**Problem to solve:**
Omit the images and output every line of the data below exactly.

(Referring expression data)
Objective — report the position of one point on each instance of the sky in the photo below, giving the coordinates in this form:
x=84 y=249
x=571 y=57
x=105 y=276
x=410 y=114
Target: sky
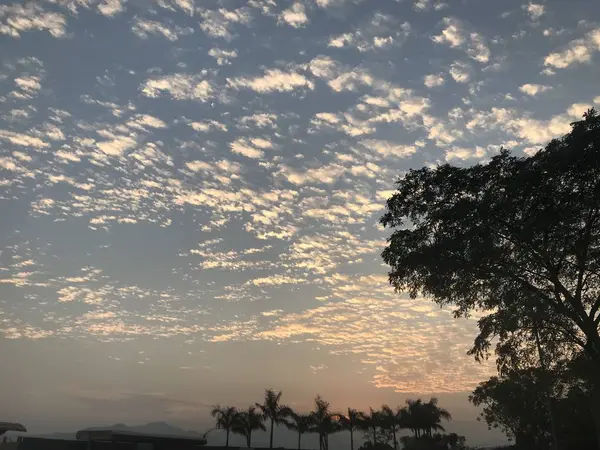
x=190 y=193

**Response to this task:**
Objective — report the position of one point on each instance of the sky in the photo below, giving the coordinates in this form:
x=84 y=249
x=571 y=57
x=105 y=276
x=410 y=114
Target: sky
x=190 y=193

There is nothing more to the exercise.